| Instructions for the task |
Find the line that contains "arm with a marker in this photo?"; then retype it and each line after it, exactly, through the final line of the data below.

| Input material |
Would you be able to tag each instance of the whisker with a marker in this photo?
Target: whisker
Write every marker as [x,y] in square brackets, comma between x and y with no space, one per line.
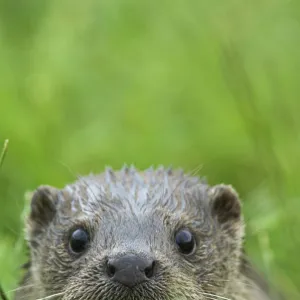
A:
[20,288]
[217,296]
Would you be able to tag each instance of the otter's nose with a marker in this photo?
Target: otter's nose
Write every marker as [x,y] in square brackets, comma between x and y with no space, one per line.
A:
[130,269]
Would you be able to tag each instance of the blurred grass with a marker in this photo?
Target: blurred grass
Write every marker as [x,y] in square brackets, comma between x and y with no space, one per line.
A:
[92,83]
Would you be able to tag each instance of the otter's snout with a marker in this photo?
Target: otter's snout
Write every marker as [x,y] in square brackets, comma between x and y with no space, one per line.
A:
[130,269]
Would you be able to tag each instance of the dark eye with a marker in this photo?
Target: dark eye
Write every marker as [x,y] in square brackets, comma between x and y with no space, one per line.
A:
[185,241]
[79,240]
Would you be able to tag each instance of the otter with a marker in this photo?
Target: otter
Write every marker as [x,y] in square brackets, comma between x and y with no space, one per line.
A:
[157,234]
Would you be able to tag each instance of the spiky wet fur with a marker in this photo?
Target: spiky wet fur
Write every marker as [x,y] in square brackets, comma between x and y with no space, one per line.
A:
[138,212]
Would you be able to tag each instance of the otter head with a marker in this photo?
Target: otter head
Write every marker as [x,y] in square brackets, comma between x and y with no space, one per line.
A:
[152,235]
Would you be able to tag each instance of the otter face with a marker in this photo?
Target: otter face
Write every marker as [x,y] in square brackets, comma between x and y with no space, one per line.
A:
[152,235]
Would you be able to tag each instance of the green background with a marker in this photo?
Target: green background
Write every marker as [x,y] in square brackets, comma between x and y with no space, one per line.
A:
[85,84]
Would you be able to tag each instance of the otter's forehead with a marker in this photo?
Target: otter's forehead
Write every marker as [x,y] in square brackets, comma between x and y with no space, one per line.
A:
[136,191]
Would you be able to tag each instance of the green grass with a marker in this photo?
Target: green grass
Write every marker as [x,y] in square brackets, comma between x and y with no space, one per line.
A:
[86,84]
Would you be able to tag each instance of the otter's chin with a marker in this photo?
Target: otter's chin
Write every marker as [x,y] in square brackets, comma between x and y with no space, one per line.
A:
[142,291]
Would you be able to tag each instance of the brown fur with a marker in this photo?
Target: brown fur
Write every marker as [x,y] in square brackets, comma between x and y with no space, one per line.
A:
[139,212]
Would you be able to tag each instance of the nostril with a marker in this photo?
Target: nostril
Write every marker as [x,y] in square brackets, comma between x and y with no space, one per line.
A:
[149,271]
[110,269]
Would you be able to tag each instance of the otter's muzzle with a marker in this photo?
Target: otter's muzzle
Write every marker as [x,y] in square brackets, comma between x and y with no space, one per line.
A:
[130,269]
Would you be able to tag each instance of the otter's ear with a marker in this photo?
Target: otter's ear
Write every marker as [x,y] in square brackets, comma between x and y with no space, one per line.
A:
[42,208]
[225,203]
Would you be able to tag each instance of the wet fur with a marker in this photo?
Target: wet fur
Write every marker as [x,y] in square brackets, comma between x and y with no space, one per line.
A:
[139,212]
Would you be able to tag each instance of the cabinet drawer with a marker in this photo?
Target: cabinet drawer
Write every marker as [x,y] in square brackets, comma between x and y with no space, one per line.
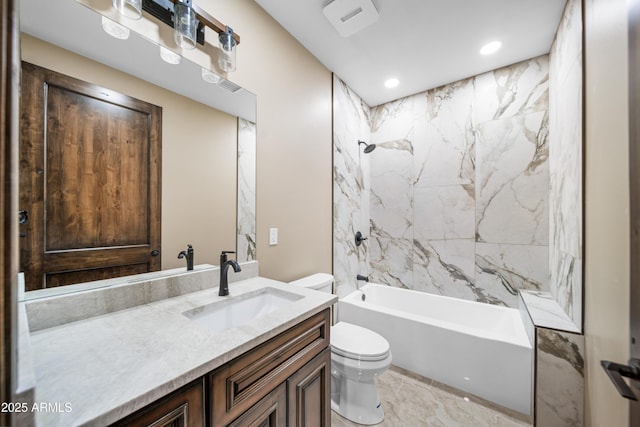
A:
[239,384]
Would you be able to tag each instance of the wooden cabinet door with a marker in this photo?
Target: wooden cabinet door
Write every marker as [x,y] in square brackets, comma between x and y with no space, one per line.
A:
[89,181]
[271,411]
[184,408]
[309,393]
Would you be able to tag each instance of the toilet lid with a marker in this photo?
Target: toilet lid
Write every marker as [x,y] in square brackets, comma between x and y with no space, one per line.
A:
[356,342]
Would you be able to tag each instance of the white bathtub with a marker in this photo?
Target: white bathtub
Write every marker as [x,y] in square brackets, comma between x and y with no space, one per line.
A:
[478,348]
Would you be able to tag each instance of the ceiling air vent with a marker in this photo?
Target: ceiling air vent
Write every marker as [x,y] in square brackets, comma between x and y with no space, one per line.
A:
[350,16]
[230,86]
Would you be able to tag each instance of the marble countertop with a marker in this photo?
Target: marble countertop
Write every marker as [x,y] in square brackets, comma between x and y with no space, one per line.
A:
[99,369]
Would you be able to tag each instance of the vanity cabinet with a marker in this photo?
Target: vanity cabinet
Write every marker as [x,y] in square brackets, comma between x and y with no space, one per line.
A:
[298,358]
[182,408]
[283,382]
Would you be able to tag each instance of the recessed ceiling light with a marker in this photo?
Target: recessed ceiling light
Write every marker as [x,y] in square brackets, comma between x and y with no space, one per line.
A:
[391,83]
[491,47]
[114,29]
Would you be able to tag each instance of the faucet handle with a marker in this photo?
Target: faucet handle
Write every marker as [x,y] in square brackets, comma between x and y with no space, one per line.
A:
[223,257]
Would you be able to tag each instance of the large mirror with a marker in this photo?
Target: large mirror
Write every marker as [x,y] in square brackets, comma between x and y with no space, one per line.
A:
[208,130]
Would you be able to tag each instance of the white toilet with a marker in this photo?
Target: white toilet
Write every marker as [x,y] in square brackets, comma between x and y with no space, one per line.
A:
[358,356]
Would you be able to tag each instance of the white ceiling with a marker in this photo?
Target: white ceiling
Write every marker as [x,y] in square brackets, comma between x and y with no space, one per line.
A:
[423,43]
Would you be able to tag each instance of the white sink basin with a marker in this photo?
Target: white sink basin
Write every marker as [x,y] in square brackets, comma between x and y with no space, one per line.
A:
[238,310]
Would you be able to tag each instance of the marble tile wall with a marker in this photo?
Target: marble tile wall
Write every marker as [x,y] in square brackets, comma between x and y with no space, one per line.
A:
[559,378]
[459,187]
[351,184]
[246,230]
[565,164]
[474,189]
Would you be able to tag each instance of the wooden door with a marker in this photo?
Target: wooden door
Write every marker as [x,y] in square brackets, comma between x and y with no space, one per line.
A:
[634,188]
[89,181]
[9,91]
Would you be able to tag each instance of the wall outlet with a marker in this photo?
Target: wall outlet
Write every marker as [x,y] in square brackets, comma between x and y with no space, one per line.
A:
[273,236]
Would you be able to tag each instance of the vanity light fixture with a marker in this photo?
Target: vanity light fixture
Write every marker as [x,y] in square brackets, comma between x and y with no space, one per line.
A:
[490,48]
[132,9]
[169,56]
[189,22]
[210,77]
[185,24]
[227,55]
[114,29]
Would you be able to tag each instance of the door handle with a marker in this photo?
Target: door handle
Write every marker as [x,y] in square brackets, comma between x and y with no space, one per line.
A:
[23,217]
[616,371]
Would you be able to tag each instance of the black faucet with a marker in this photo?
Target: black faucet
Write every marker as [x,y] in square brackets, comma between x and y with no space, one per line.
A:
[224,265]
[188,254]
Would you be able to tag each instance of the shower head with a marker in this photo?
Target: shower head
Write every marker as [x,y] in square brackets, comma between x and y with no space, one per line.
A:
[367,147]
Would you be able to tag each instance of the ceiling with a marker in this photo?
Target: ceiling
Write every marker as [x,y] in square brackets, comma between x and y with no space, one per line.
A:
[422,43]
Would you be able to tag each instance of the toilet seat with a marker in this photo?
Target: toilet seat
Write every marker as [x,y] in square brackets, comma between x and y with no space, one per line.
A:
[358,343]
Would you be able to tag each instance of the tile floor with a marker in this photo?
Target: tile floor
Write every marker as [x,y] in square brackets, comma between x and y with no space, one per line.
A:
[410,400]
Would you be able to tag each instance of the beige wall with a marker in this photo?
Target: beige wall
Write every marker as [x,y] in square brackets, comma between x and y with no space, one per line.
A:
[199,146]
[606,207]
[294,182]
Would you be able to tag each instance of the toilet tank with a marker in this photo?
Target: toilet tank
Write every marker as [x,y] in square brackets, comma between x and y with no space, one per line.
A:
[322,282]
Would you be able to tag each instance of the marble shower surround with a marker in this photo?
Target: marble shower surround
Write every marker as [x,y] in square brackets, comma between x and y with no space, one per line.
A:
[246,228]
[459,186]
[565,164]
[351,186]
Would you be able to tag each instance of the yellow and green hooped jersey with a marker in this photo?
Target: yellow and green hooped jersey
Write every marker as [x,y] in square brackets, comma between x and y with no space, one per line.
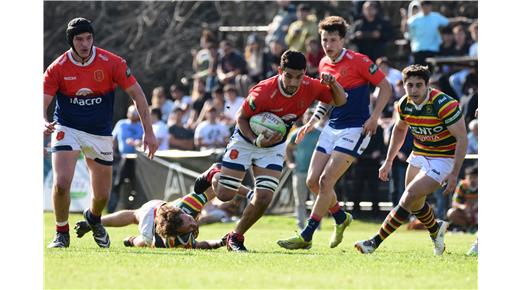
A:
[429,123]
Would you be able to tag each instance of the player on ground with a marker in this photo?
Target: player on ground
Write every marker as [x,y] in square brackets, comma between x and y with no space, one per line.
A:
[287,95]
[440,142]
[83,79]
[172,224]
[347,134]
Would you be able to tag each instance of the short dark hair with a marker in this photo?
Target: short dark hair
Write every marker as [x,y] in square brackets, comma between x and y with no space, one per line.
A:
[334,23]
[472,170]
[293,60]
[416,70]
[169,220]
[157,112]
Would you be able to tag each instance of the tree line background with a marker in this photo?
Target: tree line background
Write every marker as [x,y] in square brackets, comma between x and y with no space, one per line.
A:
[156,38]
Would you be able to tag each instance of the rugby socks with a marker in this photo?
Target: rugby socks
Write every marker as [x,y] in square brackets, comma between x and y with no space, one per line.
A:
[92,218]
[250,195]
[393,221]
[312,224]
[62,227]
[338,213]
[426,216]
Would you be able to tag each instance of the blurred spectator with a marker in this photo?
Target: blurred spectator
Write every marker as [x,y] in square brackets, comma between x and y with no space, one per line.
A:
[159,128]
[257,59]
[371,32]
[423,32]
[298,159]
[205,60]
[392,75]
[180,137]
[473,137]
[278,27]
[302,29]
[461,47]
[473,29]
[314,53]
[231,66]
[211,133]
[276,50]
[199,96]
[469,101]
[160,100]
[464,207]
[233,101]
[180,100]
[127,133]
[365,173]
[448,42]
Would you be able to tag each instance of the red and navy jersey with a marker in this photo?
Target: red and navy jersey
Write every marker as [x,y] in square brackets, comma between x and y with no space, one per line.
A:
[268,96]
[85,92]
[429,123]
[354,72]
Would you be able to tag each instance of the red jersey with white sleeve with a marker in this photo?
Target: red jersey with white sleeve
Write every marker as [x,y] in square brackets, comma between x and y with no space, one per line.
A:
[85,91]
[354,72]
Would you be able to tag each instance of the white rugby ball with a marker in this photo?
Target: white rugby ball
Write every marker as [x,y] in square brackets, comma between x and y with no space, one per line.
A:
[267,123]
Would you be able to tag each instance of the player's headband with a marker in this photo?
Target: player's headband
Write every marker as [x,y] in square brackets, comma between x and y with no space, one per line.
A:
[77,26]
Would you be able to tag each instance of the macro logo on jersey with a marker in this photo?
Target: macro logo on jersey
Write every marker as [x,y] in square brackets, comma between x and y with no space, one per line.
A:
[85,92]
[429,124]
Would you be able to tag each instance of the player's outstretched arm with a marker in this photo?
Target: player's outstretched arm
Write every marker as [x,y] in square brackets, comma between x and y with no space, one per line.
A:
[385,92]
[458,130]
[149,141]
[396,141]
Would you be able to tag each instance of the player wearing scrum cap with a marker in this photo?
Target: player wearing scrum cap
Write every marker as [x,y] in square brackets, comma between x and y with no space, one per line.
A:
[83,80]
[286,95]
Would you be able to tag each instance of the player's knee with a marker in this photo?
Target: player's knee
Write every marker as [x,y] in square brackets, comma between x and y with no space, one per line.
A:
[227,187]
[265,187]
[313,184]
[325,184]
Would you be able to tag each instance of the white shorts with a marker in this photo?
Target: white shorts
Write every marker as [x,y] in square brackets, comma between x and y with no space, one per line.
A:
[350,141]
[95,147]
[240,154]
[435,167]
[146,218]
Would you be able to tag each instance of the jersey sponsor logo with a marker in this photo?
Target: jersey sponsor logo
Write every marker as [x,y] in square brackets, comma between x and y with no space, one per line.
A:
[86,102]
[372,69]
[251,103]
[60,135]
[98,75]
[426,130]
[84,92]
[450,119]
[233,154]
[426,138]
[289,117]
[103,57]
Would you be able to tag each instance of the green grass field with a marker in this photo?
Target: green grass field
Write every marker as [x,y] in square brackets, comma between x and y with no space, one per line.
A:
[404,260]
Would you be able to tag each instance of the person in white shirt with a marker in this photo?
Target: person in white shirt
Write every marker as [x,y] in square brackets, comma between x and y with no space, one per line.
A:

| Answer below |
Would you be able to tag each instance of the player's outstretched arm with a marker in this photo?
Target: player's outstretched arm
Write every marker as [x,y] in square brackets, comma between x and y with no space, one per line.
A:
[385,92]
[458,130]
[149,141]
[396,141]
Would you be able to tag each instance of the player wearing scrum cap with a marker in this photo?
Target: player wearing scrum cap
Write every marker as [x,y] in square brackets, comma between x and y with no space, one per line.
A:
[83,80]
[286,95]
Would you be able to tag each instance of the player's knee with a marker in this photo?
Target: player's knee
Write every marker as [x,y] in square brackets, comma between x and y with no space, one per line.
A:
[227,187]
[265,187]
[313,184]
[325,184]
Would you be able to tag each instance of the white shorts with a marker in this photo?
Target: white shorts
Write every marker as [x,y] in square brackets, comma between x and y with no space, one per line.
A:
[350,141]
[95,147]
[240,154]
[435,167]
[146,218]
Would you be able to tag each instance of the jersey sponsor logo with a marker in this photo?
Target: jersey sponsor logo
Write every marker as [x,y] in square brackets, comma between x and y with no space, one per line.
A:
[86,102]
[372,69]
[251,103]
[60,135]
[98,75]
[426,130]
[84,92]
[450,119]
[233,154]
[426,138]
[289,117]
[103,57]
Would you be able to tag each instance of the green grass field with a marker in this photo?
Target: green grass field
Write every marker as [x,y] in square brackets, comma between x and y with no space, one per line.
A:
[404,260]
Would you be able to tag each instance of the person in white shirt with a marker in this photo?
Target: person in white shirt
Write every marker as [x,y] in square brackets, comma between x and y with no space, one per line.
A:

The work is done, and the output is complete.